■ **PROBLEM TO WORK ON**: Every record is to be copied unchanged, except that its pictures are removed.

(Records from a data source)
----
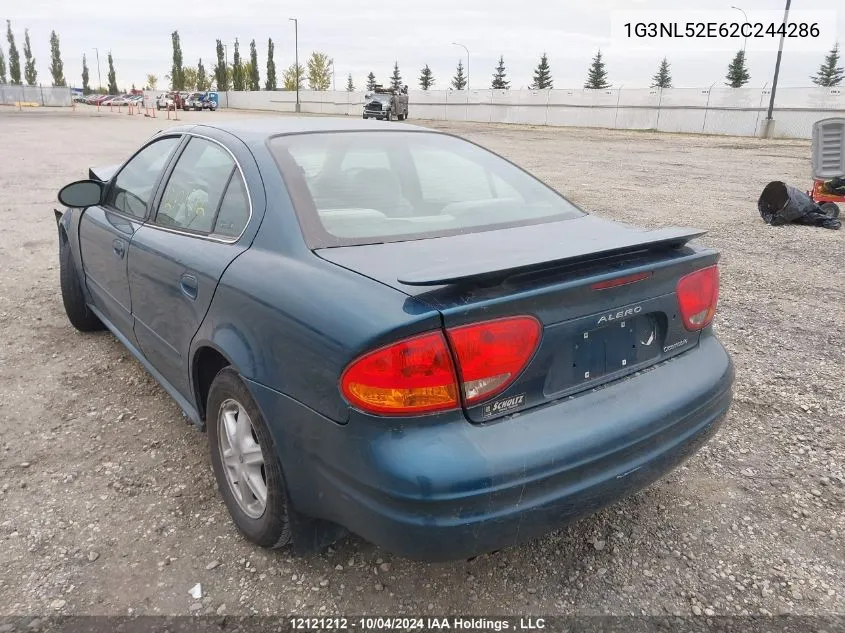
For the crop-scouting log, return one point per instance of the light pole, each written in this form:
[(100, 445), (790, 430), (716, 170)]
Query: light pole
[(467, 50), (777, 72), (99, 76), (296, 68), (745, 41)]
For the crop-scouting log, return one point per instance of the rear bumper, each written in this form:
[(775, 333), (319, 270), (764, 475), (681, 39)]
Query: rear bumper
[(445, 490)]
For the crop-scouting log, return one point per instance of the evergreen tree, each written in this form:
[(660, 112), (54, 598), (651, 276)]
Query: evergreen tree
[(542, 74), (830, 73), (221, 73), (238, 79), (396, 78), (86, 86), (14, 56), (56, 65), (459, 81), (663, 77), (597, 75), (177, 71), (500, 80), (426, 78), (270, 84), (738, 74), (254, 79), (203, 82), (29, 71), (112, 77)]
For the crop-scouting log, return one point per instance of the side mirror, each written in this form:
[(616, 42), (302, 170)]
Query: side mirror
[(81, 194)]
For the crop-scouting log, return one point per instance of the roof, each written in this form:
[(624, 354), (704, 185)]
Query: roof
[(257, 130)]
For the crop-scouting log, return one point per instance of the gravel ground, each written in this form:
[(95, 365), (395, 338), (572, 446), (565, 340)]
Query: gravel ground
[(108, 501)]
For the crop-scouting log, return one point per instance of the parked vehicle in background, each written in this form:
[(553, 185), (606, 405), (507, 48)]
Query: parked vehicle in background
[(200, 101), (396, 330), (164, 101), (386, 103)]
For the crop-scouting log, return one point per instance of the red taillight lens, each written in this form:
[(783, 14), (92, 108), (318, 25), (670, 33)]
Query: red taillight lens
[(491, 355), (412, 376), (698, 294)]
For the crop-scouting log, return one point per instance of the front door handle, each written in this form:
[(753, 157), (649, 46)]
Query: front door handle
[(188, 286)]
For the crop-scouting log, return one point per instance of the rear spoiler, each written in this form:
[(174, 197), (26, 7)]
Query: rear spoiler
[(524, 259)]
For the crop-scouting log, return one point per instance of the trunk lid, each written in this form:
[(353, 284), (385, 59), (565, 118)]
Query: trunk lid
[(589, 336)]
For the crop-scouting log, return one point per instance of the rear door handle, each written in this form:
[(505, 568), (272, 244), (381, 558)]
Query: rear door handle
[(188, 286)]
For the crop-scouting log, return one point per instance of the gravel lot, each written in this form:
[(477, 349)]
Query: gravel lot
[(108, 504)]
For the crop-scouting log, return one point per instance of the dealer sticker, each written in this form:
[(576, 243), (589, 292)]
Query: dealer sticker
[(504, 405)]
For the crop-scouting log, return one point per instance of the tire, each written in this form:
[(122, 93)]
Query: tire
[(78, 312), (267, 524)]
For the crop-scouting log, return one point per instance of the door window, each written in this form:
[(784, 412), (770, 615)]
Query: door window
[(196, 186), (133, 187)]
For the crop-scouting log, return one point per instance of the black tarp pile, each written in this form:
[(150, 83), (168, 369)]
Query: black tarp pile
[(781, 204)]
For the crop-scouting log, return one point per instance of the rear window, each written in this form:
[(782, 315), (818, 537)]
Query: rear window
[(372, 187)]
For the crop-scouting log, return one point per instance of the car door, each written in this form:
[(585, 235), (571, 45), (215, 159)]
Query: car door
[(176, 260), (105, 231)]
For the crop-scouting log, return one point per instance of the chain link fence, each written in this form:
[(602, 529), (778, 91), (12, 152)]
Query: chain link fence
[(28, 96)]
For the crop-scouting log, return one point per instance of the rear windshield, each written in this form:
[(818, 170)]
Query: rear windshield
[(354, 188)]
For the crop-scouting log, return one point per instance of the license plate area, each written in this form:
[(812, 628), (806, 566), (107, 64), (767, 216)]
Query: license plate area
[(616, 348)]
----
■ **WRITTEN RESPONSE**:
For the crop-scouting log, return one point per instance of the light pole, each written in this form:
[(100, 445), (790, 430), (716, 170)]
Query: light pole
[(467, 50), (777, 72), (99, 76), (296, 68), (745, 41)]
For the crop-scouting log, return one point per instance of the rear bumper, each written in this form:
[(775, 333), (319, 270), (764, 475), (681, 39)]
Query: rear bumper
[(445, 490)]
For the crop-scouting log, return one point per instance of the evergreen tree, each written in this form:
[(660, 112), (54, 598), (651, 276)]
Query: evergreen tree
[(542, 74), (830, 73), (221, 73), (238, 79), (396, 78), (86, 86), (14, 56), (56, 65), (459, 81), (663, 77), (597, 75), (177, 71), (500, 80), (426, 78), (270, 84), (738, 74), (254, 79), (203, 82), (29, 71), (112, 77)]
For the crop-scouting log, return one point per instance of the side mirror, each written in this form:
[(616, 42), (302, 170)]
Query: side mirror
[(81, 194)]
For the crop-scouting log, return one point per instance of the roof, each written in this form:
[(624, 354), (704, 185)]
Query: roof
[(257, 130)]
For the crop-scouting log, return one point per instance of the gravel ground, each written in this form:
[(95, 365), (395, 338), (572, 446), (565, 340)]
Query: gravel ground
[(108, 501)]
For the crop-scouting log, return one point per instance of the parked vehicle in background, each written in this form:
[(553, 185), (606, 405), (507, 48)]
Query: parked vehicle in background
[(200, 101), (396, 330), (164, 101), (386, 103)]
For the crop-scouting log, return one point per instance of the red taillight lens, each written in this form:
[(783, 14), (92, 108), (318, 25), (670, 33)]
Query: red taillight lens
[(491, 355), (412, 376), (698, 294)]
For the crop-scouting log, return one point per instance of the front door handle, each written in this form:
[(753, 157), (649, 46)]
Query: front door handle
[(188, 286)]
For the crop-scouting log, return one point per instance of the rear spoiler, each written in this form:
[(174, 197), (26, 7)]
Query: rear spoiler
[(524, 259)]
For the crop-scouting log, return one point per instance of the trunk lid, each written in this form:
[(353, 284), (385, 59), (565, 118)]
Query: trunk lid
[(589, 336)]
For the crop-scouting log, return one point per instance of the rear door handle, each written in this form:
[(505, 568), (272, 244), (381, 558)]
Query: rear door handle
[(188, 286)]
For the crop-scouting log, return one point per instance of the gravel lot, each written in this form:
[(477, 349)]
Query: gravel lot
[(108, 504)]
For the crop-scouting log, return one point per instance of the dealer sticker, each written in this form:
[(576, 243), (589, 292)]
Query: dealer sticker
[(504, 405)]
For the crop-scouting log, return one point per instance of the tire, each written in this form:
[(122, 93)]
Query: tire
[(78, 312), (267, 524)]
For the crop-scouting log, return one point per instance of the door window, each written in this form:
[(784, 412), (770, 615)]
Query: door window
[(196, 186), (133, 187)]
For the crop-scouting log, return one point per instance of the black tarp pile, each written in this form:
[(150, 83), (168, 369)]
Query: black tarp pile
[(781, 204)]
For the crop-scouting log, return one point per instance of the rear window, each written in this form:
[(782, 315), (818, 537)]
Query: rear window
[(372, 187)]
For the crop-scouting log, return one point per instance of the car door, each written in this form:
[(585, 235), (571, 45), (215, 159)]
Query: car door
[(176, 260), (105, 231)]
For the crop-scouting log, return one point per instance of the chain link fence, each written in this form:
[(602, 529), (778, 91), (12, 152)]
Query: chain link fence
[(28, 96)]
For the crop-scouting log, return one point per instance of the rear windshield, each written in this form:
[(818, 170)]
Query: rear windshield
[(354, 188)]
For the crop-scouting log, return one point per instance of the license plate area, each written in this form:
[(812, 628), (806, 566), (107, 64), (767, 216)]
Query: license plate area
[(616, 348)]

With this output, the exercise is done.